Actions to take:
(a) Which titles does the Kalamity review put in quotation marks? List each one once.
(b) Repeat word for word the part of the Kalamity review from "There was potential" to "honestly in film?".

Supplied passage:
----
There was potential here. It’s essentially about two men (Billy and Stanley) dealing with emotional break-ups. But the chance to turn this foundation of a story into a concrete indie drama was wasted with thriller elements that never work. Why bother with the mystery? Why not focus on the way men deal with romantic drama, something rarely dealt with honestly in film?
Kalamity
Photo credit: Screen Media Films
As “Kalamity” progresses it gets weirder and significantly worse. Odd music choices, poor dialogue, bizarre framing choices, weird transitions — the film constantly threatens to go completely off the rails into B-movie greatness but it takes itself too damn seriously to do so. Writer/director James Hausler can’t decide if he’s made a cheesy midnight movie or a serious thriller and, consequently, fails by committing to neither. It’s not a gritty enough film to be a serious look at a homicidal mental case. There’s simply not enough tension. And it’s too slow to be a midnight movie marathon entry. Audiences would get bored if this played at 2am. And they’d throw things at the screening by the time the cop-out ending pops up with its overheated narration.
With another truly lackluster notch on his belt, what happens to Nick Stahl now? Considering the last two things I saw him in where “Mirrors 2” and now this equal (and possibly even inferior…yes, worse than “Mirrors 2”) misstep, one has to wonder how many more chances he’ll have before we’ve forgotten “Carnivale” and “Sin City” entirely. Or if he’s run out already.
----
Material:
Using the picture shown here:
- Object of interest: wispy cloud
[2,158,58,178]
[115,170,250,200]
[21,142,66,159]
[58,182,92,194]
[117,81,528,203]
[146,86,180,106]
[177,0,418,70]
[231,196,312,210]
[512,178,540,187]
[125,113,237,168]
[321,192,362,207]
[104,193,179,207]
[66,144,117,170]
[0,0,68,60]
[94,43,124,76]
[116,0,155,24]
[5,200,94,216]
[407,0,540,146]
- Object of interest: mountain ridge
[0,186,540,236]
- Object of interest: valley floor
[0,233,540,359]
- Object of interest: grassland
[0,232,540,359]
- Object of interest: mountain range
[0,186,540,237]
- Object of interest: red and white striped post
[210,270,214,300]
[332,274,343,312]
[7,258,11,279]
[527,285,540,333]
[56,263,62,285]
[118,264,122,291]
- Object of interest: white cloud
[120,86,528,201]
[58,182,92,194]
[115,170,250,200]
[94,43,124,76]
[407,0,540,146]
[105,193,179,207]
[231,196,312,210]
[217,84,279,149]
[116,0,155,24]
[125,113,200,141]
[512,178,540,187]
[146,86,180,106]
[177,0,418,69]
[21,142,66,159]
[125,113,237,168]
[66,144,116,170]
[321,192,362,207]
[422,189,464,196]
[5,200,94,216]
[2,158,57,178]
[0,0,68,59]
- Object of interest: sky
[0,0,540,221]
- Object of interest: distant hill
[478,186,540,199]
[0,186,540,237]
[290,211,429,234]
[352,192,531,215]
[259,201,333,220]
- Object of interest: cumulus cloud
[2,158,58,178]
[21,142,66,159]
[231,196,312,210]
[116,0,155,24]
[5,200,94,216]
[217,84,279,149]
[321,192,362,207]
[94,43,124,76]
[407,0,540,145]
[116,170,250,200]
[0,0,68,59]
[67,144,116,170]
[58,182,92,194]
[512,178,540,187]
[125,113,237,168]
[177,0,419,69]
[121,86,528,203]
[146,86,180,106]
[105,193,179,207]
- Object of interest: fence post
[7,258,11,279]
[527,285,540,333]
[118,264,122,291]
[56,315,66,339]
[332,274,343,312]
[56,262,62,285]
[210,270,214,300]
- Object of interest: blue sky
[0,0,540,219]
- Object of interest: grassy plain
----
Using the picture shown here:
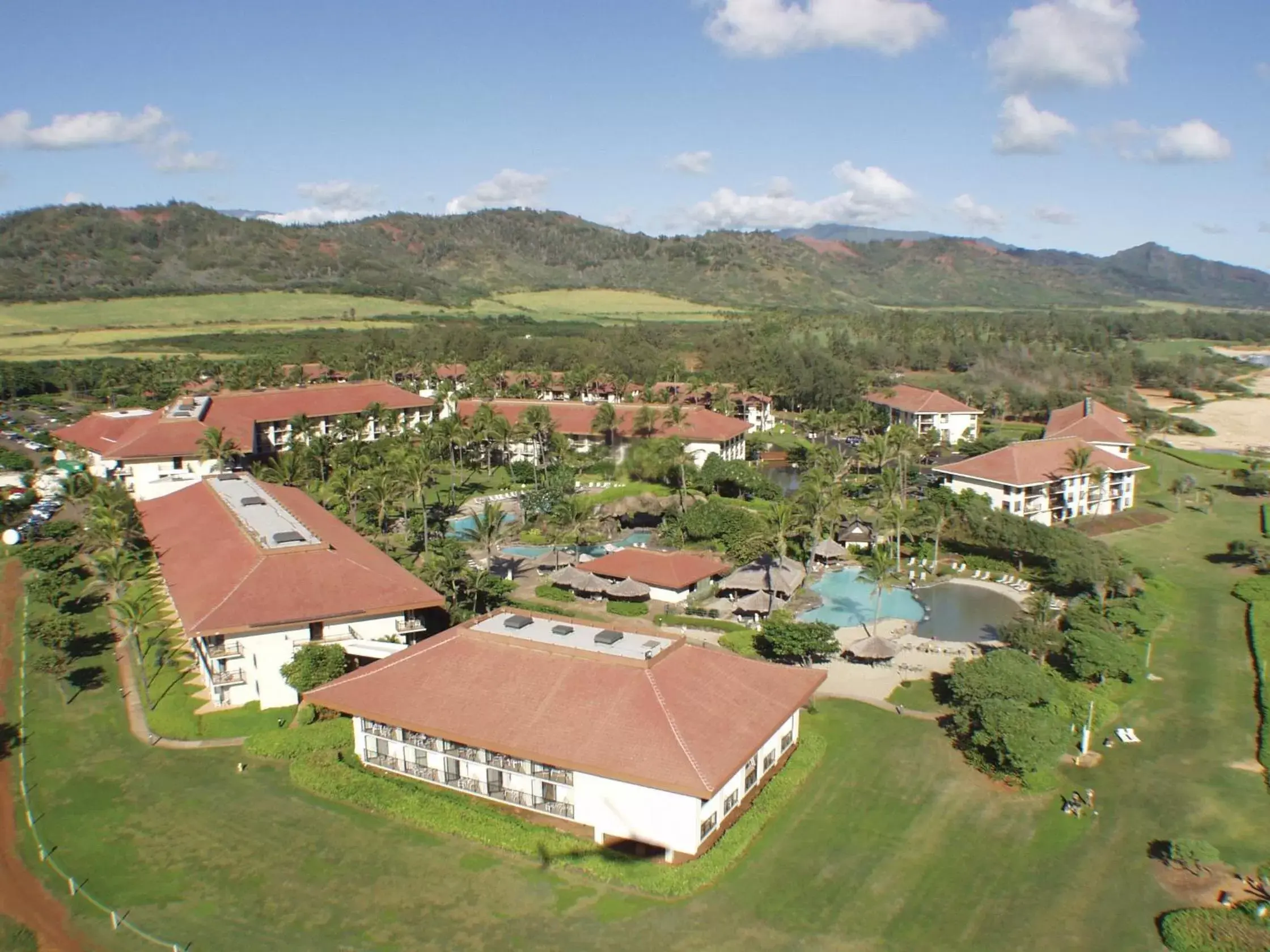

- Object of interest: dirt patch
----
Task-by-task outputs:
(a)
- Kalamity
- Mirrors 2
- Carnivale
- Sin City

(b)
There was potential here. It’s essentially about two men (Billy and Stanley) dealing with emotional break-ups. But the chance to turn this foundation of a story into a concrete indie drama was wasted with thriller elements that never work. Why bother with the mystery? Why not focus on the way men deal with romantic drama, something rarely dealt with honestly in film?